SET EXERCISE>
Copy every one of the records below line for line, keeping each character unchanged.

++++ RECORD EXCERPTS

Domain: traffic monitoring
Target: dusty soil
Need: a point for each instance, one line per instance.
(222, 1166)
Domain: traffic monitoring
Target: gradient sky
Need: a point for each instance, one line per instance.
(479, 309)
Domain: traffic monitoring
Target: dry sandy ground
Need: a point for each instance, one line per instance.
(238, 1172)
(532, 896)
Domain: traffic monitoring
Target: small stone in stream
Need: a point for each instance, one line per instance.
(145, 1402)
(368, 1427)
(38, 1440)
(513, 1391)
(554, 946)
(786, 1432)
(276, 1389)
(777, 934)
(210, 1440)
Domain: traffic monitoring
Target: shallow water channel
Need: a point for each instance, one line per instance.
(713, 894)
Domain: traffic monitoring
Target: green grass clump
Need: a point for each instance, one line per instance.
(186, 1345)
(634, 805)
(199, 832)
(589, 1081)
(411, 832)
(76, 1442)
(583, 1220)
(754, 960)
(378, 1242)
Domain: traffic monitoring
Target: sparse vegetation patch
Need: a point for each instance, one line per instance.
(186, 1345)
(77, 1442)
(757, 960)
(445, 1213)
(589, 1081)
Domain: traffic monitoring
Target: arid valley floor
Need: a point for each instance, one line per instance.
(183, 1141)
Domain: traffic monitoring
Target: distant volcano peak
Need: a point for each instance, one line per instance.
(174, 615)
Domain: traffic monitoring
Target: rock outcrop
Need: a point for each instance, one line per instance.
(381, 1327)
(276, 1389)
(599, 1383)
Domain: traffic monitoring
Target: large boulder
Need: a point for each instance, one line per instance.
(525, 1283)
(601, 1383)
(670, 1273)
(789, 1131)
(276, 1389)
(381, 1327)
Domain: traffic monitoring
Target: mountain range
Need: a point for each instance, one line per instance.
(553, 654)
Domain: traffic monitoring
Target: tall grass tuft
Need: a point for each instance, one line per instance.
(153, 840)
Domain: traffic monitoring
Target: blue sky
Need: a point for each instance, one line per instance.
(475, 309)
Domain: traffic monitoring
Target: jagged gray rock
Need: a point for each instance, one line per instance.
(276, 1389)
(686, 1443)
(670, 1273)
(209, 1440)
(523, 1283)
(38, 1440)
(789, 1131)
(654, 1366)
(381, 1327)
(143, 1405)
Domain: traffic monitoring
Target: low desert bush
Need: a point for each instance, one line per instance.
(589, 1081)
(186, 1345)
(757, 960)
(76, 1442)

++++++++

SOLUTION TO THIS EXERCISE>
Domain: traffic monitoring
Target: dusty soil
Need: a point for each instance, one line per instance.
(222, 1166)
Domain: traffic monitoring
Target: gradient sky
Need: a point for each instance, one line per instance.
(479, 309)
Domain: traffic monitoring
Target: dry sandy ground
Need: a point for each instance, one line per instance.
(238, 1172)
(532, 896)
Domain: traffic monitoring
Target: small stone in stream
Need: a point for each instance, one line per instance.
(145, 1402)
(368, 1427)
(38, 1440)
(513, 1391)
(554, 946)
(786, 1432)
(276, 1389)
(777, 934)
(210, 1440)
Domain: traffic monitoring
Target: shallow water channel
Need: a point for each instance, one line per instance.
(713, 894)
Domain: traffic monitoring
Target: green grass clump
Need: a point for each instance, one line per instance.
(186, 1345)
(634, 805)
(199, 832)
(589, 1081)
(411, 832)
(76, 1442)
(583, 1220)
(754, 960)
(378, 1242)
Domain: traffic monitoring
Target: sparse vegetation patch
Need: a point for each instance, one line per instance.
(186, 1345)
(77, 1442)
(757, 960)
(445, 1213)
(589, 1081)
Domain: traffic monitoring
Target: arid valley floor
Need: a point for each instance, one line per instance.
(183, 1141)
Domain: traffic monitoring
Target: distant volcano peak
Need: a point for each instance, one line per instance.
(174, 615)
Domain: traffic monitoring
Target: rock outcrop
Need: a point for each instance, one line per instance.
(381, 1327)
(276, 1389)
(599, 1383)
Domain: traffic monitoring
Target: large boulder
Need: a point for each instance, one line per instance.
(525, 1283)
(601, 1383)
(670, 1273)
(789, 1131)
(276, 1389)
(381, 1327)
Domain: traffic monitoring
Target: mountain range
Need: a point for each instance, one line per instance.
(553, 654)
Domain: traffic monitoring
Target: tall grass tuft
Need: a point for each instance, one line per instance.
(153, 840)
Domain: traffic monitoring
Target: blue sky
Need: a point for each instance, one line per instance.
(475, 309)
Domain: traffic monitoring
Target: jagged gray rock
Need: a point for each instance, one line per instance.
(276, 1389)
(686, 1443)
(670, 1273)
(209, 1440)
(523, 1283)
(38, 1440)
(789, 1131)
(654, 1366)
(381, 1327)
(143, 1405)
Domain: traffic monitoring
Target: low desert bush
Need: a point for each instance, one line per instance.
(589, 1081)
(186, 1345)
(757, 960)
(76, 1442)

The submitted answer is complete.